**WORK TO DO**
Reproduce verbatim the passage of the Blanche character profile below that runs from "Blanche, one of" up to and including "of the play.".

— START OF SOURCE EXTRACT —

A Streetcar Named Desire: Character Profile – Blanche

 


 

Summary:

Blanche, one of the two main protagonists of the play, is an extremely complicated character whom we see struggle with internal conflicts throughout the play. Upon first meeting her, we learn that she is more cultured and sophisticated then the people who live in ‘Elysian Fields’ and her surname of French origin, ‘DuBois’ immediately reveals her as being from the upper class of society. She appears to be ‘daintily dressed in a white suit’ with ‘white gloves’, all of which suggests purity and innocence but it doesn’t take long to realise that Blanche is nearly always putting on a pretence. Her pathetic attempt at covering up her drinking problem and hiding her recent promiscuous activity all foreshadow the eventual destruction of her character as she is sent away to a mental asylum by the end of the play.

 

However audiences are meant to feel sympathy towards Blanche’s character. After having suffered the loss of her young homosexual husband to suicide and the loss of the final generation of the DuBois family and their estate ‘Belle Reve’, it is no surprise that Blanche had been affected by these tragic events. She has tried to avoid the guilt she feels for her husband’s death by having ‘intimacies with strangers’ to ‘fill her empty heart’ and attempts to avoid realism and prefers ‘magic’ by telling ‘what ought to be the truth’ rather then the truth itself. Her insecurities about her fading beauty are continuously emphasised by her need to be hidden from bright lights and her need for sexual admiration by men to maintain her self-esteem is emphasised by her flirtatious actions towards not only Mitch, but Stanley as well. We also see Blanche continuously bathe herself which is her means of attempting to wash away her licentious past.

— END OF SOURCE EXTRACT —
— START OF SOURCE MATERIAL —

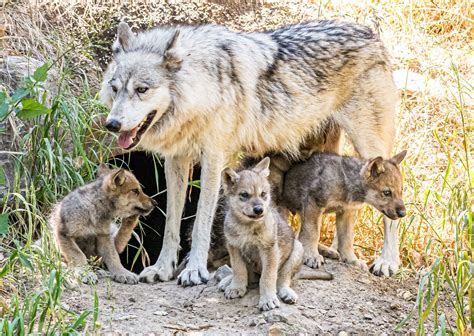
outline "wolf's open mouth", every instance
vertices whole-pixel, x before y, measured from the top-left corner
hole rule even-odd
[[[120,132],[118,144],[123,149],[132,149],[140,142],[140,137],[150,128],[151,122],[156,115],[156,110],[148,113],[145,119],[137,127],[130,131]]]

— END OF SOURCE MATERIAL —

**FULL ANSWER**
Blanche, one of the two main protagonists of the play, is an extremely complicated character whom we see struggle with internal conflicts throughout the play. Upon first meeting her, we learn that she is more cultured and sophisticated then the people who live in ‘Elysian Fields’ and her surname of French origin, ‘DuBois’ immediately reveals her as being from the upper class of society. She appears to be ‘daintily dressed in a white suit’ with ‘white gloves’, all of which suggests purity and innocence but it doesn’t take long to realise that Blanche is nearly always putting on a pretence. Her pathetic attempt at covering up her drinking problem and hiding her recent promiscuous activity all foreshadow the eventual destruction of her character as she is sent away to a mental asylum by the end of the play.